→ **About this task**
From the AI ethics newsletter, quote word for word the stretch from "Our learning communities have" through "this week’s content!".

→ **Excerpt**

((

If someone has forwarded this to you and you want to get one delivered to you every week, you can subscribe to receive this newsletter by clicking below

Our session on Publication Norms for Responsible AI was packed with insights from community members that joined us from many countries from around the world, we went into the depths of the questions trying to find answers to some of the thorniest challenges when it comes to publishing about high-stakes research.

“ … one important aspect in upholding ‘responsible AI’ is the consideration of when and how to publish novel research in a way that maximizes benefits while mitigating potential harms.” - Partnership on AI.

We’re working with Partnership on AI for this events and look forward to your participation! You can get your tickets from here. Even if you missed the first session, don’t worry as you’ll receive the notes from it in preparation for the session this coming week.

In research summaries this week, we dive into the idea of what the gaps in industry are today when it comes to defending against ML specific attacks and what we can learn from traditional cybersecurity. We also discuss a paper on how to capture diversity better in outcomes of algorithmic systems by leveraging subjective inputs from individuals themselves.

In article summaries, we talk about some techniques that will help boost accurate scientific information on the coronavirus in the face of misinformation, the role of reputation in today’s information age, how AI systems can be insured against malicious adversaries, the limits of AI in fighting the coronavirus, how AI could lend a helping hand to journalism, and what we can learn from Ubuntu to build more inclusive AI systems.

Our learning communities have received an overwhelming response! Thank you everyone!
We operate on the open learning concept where we have a collaborative syllabus on each of the focus areas and meet every two weeks to learn from our peers. We are starting with 5 communities focused on: disinformation, privacy, labor impacts of AI, machine learning security and complex systems theory. You can fill out this form to receive an invite!

Hoping you stay safe and healthy and looking forward to seeing you at our upcoming public consultation sessions (virtually!) and our learning communities! Enjoy this week’s content!

Research:

Let's look at some highlights of research papers that caught our attention at MAIEI:

Learning to Diversify from Human Judgments: Research Directions and Open Challenges by Denton et al.

))

→ **Information provided**
((

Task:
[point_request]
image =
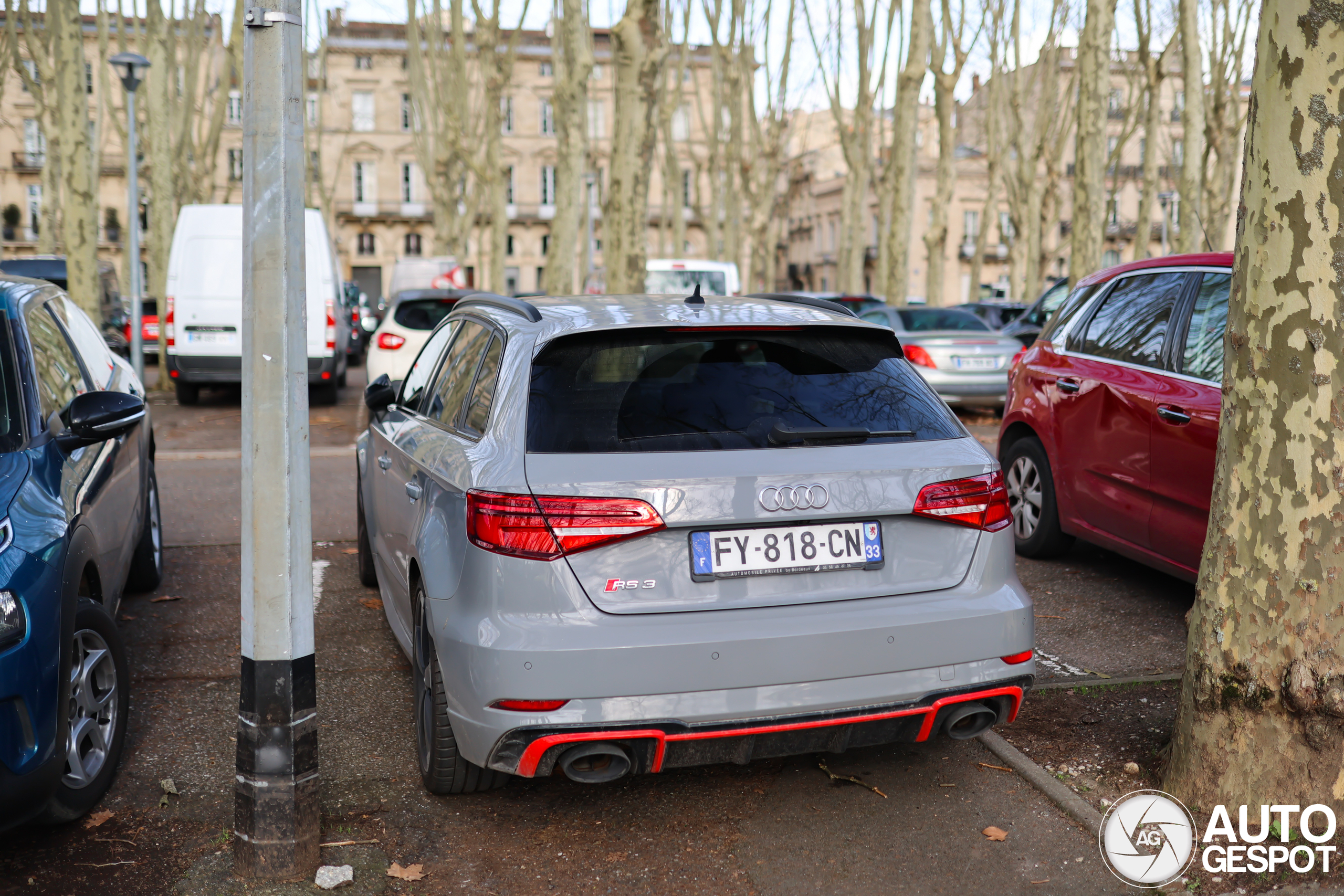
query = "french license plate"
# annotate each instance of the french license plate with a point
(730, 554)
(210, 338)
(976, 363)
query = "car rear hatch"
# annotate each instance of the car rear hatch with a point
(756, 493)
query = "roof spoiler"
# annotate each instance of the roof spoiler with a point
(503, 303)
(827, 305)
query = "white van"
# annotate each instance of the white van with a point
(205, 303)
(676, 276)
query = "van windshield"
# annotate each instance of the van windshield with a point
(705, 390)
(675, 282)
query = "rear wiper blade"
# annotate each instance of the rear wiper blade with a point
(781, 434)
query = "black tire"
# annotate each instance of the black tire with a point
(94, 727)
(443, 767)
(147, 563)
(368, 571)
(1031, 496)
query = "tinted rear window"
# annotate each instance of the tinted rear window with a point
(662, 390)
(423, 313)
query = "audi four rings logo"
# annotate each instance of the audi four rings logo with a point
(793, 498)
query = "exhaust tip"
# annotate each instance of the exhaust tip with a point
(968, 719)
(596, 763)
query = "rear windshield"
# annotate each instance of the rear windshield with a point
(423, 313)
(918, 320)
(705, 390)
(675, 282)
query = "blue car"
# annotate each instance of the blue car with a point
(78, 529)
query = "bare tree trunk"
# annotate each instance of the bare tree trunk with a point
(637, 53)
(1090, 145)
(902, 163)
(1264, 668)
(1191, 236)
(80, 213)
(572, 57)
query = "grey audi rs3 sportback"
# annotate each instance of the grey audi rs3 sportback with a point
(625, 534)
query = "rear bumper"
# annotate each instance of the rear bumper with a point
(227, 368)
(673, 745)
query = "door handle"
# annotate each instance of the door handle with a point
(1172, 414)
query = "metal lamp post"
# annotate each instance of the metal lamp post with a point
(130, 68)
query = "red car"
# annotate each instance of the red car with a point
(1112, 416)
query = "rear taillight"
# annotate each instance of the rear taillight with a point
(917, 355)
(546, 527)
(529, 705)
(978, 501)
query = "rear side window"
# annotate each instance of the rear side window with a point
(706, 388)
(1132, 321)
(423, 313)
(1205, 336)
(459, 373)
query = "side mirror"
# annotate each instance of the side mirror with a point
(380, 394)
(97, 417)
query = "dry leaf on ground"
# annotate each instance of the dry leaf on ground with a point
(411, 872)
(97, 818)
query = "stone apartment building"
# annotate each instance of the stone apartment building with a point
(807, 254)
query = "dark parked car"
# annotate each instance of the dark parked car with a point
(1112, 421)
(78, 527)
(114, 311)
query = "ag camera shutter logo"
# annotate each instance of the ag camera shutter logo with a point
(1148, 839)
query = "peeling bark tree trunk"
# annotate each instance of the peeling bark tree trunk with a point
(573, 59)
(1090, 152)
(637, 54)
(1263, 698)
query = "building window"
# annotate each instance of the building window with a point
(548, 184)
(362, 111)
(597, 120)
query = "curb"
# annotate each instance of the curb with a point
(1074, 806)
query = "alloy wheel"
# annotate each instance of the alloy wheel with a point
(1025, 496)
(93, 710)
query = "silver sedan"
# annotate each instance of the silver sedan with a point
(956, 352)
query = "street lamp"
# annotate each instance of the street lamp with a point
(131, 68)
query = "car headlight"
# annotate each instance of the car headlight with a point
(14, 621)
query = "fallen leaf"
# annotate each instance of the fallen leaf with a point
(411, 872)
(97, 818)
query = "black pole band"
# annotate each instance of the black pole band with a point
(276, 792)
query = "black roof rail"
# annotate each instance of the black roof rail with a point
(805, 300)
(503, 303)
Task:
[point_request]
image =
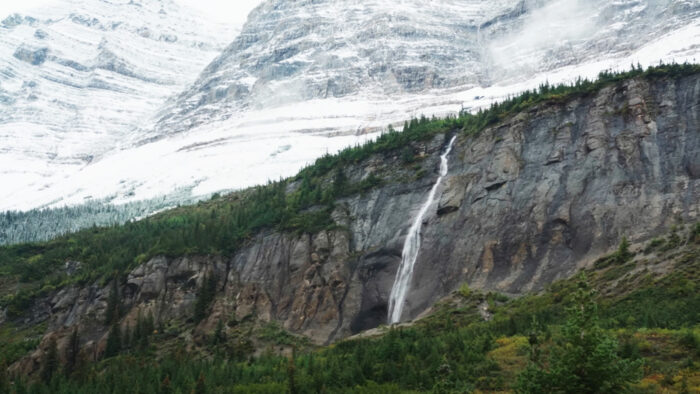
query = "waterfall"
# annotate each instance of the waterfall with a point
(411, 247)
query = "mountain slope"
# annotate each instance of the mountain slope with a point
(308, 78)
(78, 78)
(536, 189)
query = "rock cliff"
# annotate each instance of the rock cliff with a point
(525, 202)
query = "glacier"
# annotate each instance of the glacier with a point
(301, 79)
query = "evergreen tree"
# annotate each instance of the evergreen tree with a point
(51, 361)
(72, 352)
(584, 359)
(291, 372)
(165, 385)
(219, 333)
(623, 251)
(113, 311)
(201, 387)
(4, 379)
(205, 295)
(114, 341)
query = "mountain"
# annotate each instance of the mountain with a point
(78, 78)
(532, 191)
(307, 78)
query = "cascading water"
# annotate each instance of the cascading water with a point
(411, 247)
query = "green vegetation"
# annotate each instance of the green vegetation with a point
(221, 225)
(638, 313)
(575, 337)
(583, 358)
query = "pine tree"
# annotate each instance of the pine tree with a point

))

→ **Response for this exercise**
Our learning communities have received an overwhelming response! Thank you everyone!
We operate on the open learning concept where we have a collaborative syllabus on each of the focus areas and meet every two weeks to learn from our peers. We are starting with 5 communities focused on: disinformation, privacy, labor impacts of AI, machine learning security and complex systems theory. You can fill out this form to receive an invite!

Hoping you stay safe and healthy and looking forward to seeing you at our upcoming public consultation sessions (virtually!) and our learning communities! Enjoy this week’s content!